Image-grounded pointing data
━━━━━━━━━━━━━━━━
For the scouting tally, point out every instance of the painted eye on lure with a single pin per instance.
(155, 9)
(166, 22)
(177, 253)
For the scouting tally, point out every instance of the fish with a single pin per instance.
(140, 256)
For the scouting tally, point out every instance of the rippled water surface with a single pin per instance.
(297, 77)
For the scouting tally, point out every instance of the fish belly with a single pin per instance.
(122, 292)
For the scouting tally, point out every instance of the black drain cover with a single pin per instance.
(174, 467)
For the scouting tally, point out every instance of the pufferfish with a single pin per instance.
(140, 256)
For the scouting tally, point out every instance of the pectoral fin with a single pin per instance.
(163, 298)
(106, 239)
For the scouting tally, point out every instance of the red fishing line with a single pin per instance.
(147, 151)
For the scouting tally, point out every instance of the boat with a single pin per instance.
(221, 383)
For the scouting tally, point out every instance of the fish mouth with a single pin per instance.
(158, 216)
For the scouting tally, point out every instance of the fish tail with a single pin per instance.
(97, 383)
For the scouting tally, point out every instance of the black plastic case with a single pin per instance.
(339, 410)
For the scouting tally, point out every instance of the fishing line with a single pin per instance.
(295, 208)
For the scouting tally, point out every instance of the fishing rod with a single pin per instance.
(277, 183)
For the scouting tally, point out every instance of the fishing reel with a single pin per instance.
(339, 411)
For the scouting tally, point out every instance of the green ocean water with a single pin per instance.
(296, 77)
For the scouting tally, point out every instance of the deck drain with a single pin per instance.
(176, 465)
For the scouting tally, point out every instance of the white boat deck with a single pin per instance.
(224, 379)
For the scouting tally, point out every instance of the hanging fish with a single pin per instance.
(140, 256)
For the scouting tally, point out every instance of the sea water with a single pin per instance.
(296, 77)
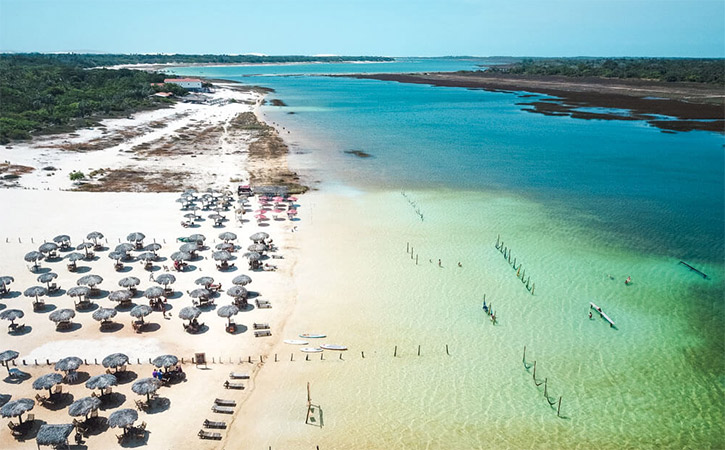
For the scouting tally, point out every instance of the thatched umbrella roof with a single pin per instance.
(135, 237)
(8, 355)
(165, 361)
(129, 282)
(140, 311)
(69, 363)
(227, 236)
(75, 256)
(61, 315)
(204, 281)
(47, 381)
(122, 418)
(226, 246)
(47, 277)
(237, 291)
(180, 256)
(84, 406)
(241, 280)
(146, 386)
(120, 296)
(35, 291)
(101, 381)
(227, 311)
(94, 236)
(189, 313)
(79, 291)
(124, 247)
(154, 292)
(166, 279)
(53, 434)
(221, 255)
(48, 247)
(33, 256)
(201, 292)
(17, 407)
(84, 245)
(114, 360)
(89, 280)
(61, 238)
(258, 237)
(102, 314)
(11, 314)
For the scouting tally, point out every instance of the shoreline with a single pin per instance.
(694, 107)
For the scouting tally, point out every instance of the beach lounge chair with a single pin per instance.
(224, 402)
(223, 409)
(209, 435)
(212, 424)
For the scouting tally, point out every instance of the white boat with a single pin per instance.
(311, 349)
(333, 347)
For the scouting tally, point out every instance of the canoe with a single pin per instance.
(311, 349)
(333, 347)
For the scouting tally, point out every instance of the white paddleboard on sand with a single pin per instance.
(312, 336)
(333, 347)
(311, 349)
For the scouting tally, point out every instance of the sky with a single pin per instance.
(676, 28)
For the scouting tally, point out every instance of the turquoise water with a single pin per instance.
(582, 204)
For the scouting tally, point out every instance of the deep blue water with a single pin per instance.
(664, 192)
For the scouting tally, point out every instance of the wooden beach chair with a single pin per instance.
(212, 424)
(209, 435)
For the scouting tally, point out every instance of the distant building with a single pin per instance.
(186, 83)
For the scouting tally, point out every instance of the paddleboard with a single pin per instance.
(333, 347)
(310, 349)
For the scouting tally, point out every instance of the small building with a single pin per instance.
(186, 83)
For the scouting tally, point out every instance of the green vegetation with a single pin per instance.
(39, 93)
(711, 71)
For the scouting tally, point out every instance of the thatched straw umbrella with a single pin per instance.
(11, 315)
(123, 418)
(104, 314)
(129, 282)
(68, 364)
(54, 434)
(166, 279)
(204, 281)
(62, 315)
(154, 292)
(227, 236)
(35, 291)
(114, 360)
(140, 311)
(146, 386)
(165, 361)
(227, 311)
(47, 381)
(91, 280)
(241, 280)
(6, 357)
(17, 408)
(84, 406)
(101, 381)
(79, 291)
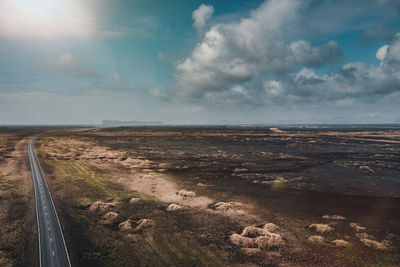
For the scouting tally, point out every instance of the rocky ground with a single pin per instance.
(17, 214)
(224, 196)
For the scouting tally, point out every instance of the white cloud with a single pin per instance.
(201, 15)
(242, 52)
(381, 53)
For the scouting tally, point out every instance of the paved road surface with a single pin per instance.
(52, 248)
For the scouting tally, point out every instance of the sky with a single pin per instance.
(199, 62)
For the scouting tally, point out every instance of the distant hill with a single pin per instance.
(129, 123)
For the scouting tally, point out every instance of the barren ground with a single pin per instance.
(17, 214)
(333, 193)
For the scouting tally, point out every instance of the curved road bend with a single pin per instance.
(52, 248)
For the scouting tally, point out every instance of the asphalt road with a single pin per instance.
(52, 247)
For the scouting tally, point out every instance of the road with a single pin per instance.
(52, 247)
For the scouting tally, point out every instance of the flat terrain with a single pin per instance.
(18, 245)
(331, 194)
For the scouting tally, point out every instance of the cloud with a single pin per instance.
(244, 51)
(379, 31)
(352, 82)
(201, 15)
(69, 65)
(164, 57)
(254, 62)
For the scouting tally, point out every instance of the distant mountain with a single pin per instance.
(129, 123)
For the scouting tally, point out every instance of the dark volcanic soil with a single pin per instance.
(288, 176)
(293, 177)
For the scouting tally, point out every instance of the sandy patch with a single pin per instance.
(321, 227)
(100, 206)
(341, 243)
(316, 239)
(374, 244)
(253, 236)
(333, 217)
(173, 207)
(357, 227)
━━━━━━━━━━━━━━━━
Exercise objective: Without changing a word, retype every entry above, but drop its pictures.

Result below:
For the scouting tally, point out every instance of the painted eye on lure with a single pin per instance.
(155, 9)
(166, 22)
(177, 253)
For the scouting tally, point out every instance of the fish with a single pin per instance.
(140, 256)
For the scouting tally, point out every instance of the rippled water surface with a single pin per instance.
(297, 77)
For the scouting tally, point out every instance of the fish belly with a single pin per instance.
(122, 292)
For the scouting tally, point out every instance of the black drain cover with a single pin per instance.
(174, 467)
For the scouting tally, point out every instance of the pufferfish with a single pin per instance.
(140, 256)
For the scouting tally, point out every instance of the pectoral fin with a single pin per instance.
(163, 298)
(106, 239)
For the scouting tally, point out every instance of the red fishing line with a single pin per instance.
(147, 151)
For the scouting tally, point out every instance of the boat with a single pin per instance.
(221, 383)
For the scouting tally, point out every instance of the fish mouth with a single pin per instance.
(158, 216)
For the scouting tally, point out every instance of the fish tail with a single pin per instance.
(97, 383)
For the scouting tally, point out every instance of the black plastic case with a single pin per instance.
(339, 410)
For the scouting tally, point out every instance of the fishing line with a single pin per instance.
(295, 208)
For the scouting tally, point out every instance of the fishing rod with a single pin per instance.
(277, 183)
For the scouting tally, point out every instance of the fishing reel with a single pin per instance.
(339, 411)
For the scouting tally, point out every instance of the green ocean water with a single pin per instance.
(296, 77)
For the scouting tally, point out every instance of the deck drain with a single pin per instance.
(176, 465)
For the scouting tally, point out every instance of the white boat deck with a single pin per instance.
(224, 379)
For the scouting tally, point out every instance of the hanging fish with a single pin per instance.
(140, 256)
For the scouting tally, point out every instance of the sea water with a single pin per instance.
(296, 77)
For the scouting tally, point out every instance of the thatched umbrella roof with a single pin per instance.
(135, 237)
(8, 355)
(165, 361)
(129, 282)
(140, 311)
(69, 363)
(227, 236)
(75, 256)
(61, 315)
(204, 281)
(47, 381)
(122, 418)
(226, 246)
(47, 277)
(237, 291)
(180, 256)
(84, 406)
(241, 280)
(146, 386)
(120, 296)
(35, 291)
(101, 381)
(227, 311)
(94, 236)
(189, 313)
(79, 291)
(124, 247)
(154, 292)
(166, 279)
(53, 434)
(221, 255)
(48, 247)
(33, 256)
(201, 292)
(17, 407)
(84, 245)
(114, 360)
(89, 280)
(61, 238)
(258, 237)
(102, 314)
(11, 314)
For the scouting tally, point out every instance of the shoreline with a single pin per instance.
(694, 107)
For the scouting tally, point out every instance of the beach lounge chair with a single pin per instance.
(224, 402)
(223, 409)
(209, 435)
(212, 424)
For the scouting tally, point out every instance of the white boat with a single pin per instance.
(311, 349)
(333, 347)
For the scouting tally, point out every instance of the canoe with a single pin per instance.
(311, 349)
(333, 347)
For the scouting tally, point out every instance of the white paddleboard on sand with a single pin per instance.
(312, 336)
(333, 347)
(311, 349)
For the scouting tally, point out every instance of the sky with a single pin per instance.
(676, 28)
For the scouting tally, point out every instance of the turquoise water with a single pin per instance.
(582, 204)
For the scouting tally, point out every instance of the deep blue water with a single pin per instance.
(664, 192)
For the scouting tally, point out every instance of the wooden beach chair with a single pin per instance.
(212, 424)
(209, 435)
For the scouting tally, point out every instance of the distant building with a single pin per instance.
(186, 83)
For the scouting tally, point out every instance of the paddleboard with a single pin per instance.
(333, 347)
(310, 349)
For the scouting tally, point out every instance of the small building with a single pin per instance.
(186, 83)
For the scouting tally, point out every instance of the green vegetation with a single pin per instance.
(39, 93)
(711, 71)
For the scouting tally, point out every instance of the thatched straw umbrella with a single pin per instance.
(11, 315)
(123, 418)
(104, 314)
(129, 282)
(68, 364)
(54, 434)
(166, 279)
(204, 281)
(62, 315)
(154, 292)
(227, 236)
(35, 291)
(114, 360)
(140, 311)
(146, 386)
(165, 361)
(227, 311)
(47, 381)
(91, 280)
(241, 280)
(6, 357)
(17, 408)
(84, 406)
(101, 381)
(79, 291)
For the scouting tally, point out every instance of the rocky ground with a single pin per instance.
(17, 214)
(224, 196)
For the scouting tally, point out every instance of the white cloud with a single pin per instance.
(201, 15)
(242, 52)
(381, 53)
For the scouting tally, point out every instance of the paved road surface with a single pin per instance.
(52, 248)
For the scouting tally, point out every instance of the sky with a single pin per instance.
(199, 62)
For the scouting tally, point out every instance of the distant hill with a single pin per instance.
(129, 123)
For the scouting tally, point out every instance of the barren ground with a single pin per instance.
(17, 214)
(333, 193)
For the scouting tally, point out every instance of the curved road bend with a single pin per instance.
(52, 248)
For the scouting tally, point out every instance of the asphalt road with a single pin per instance.
(52, 247)
For the scouting tally, point out every instance of the road with a single pin per instance.
(52, 247)
For the scouting tally, point out every instance of the flat terrain with a single pin per instance.
(18, 245)
(331, 194)
For the scouting tally, point out every instance of the cloud with a single pin per instance.
(244, 51)
(379, 31)
(352, 82)
(201, 15)
(69, 65)
(164, 57)
(254, 62)
For the scouting tally, point out every instance of the distant mountain with a single pin per instance.
(129, 123)
For the scouting tally, point out every instance of the dark volcanic soil with a single pin per instance.
(288, 176)
(293, 177)
For the scouting tally, point out every instance of the sandy patch with a single pin per instance.
(321, 227)
(100, 206)
(341, 243)
(316, 239)
(374, 244)
(253, 236)
(333, 217)
(173, 207)
(357, 227)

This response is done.